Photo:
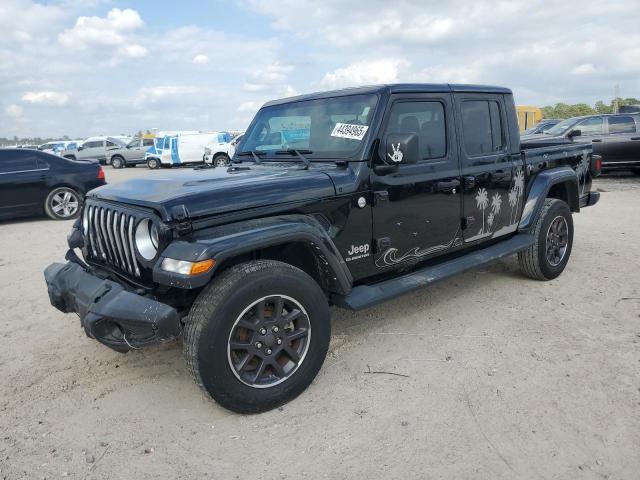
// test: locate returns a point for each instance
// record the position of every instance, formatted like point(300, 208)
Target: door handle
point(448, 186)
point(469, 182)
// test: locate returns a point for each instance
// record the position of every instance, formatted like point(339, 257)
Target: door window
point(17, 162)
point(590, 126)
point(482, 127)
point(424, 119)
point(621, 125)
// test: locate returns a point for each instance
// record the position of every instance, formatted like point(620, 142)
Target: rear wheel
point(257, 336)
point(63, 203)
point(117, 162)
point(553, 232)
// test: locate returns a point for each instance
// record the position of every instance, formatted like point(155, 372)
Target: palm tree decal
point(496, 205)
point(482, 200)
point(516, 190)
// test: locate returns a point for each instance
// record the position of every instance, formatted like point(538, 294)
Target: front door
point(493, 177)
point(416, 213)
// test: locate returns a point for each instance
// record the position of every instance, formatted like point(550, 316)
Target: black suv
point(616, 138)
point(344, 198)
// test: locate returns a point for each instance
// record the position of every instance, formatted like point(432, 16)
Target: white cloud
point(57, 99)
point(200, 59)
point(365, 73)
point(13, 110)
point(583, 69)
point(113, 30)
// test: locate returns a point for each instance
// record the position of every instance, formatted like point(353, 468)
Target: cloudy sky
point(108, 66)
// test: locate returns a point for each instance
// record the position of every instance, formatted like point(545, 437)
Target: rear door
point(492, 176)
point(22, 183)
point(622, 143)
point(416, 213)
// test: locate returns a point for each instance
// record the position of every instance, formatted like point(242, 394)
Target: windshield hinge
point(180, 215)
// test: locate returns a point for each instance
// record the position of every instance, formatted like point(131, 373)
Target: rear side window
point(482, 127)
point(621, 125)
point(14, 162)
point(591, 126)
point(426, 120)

GOAL:
Pick out every line in the material above that contains the word "door", and copy each of those lines.

TASK SOLUTION:
Target: door handle
Target: door window
Target: front door
Target: rear door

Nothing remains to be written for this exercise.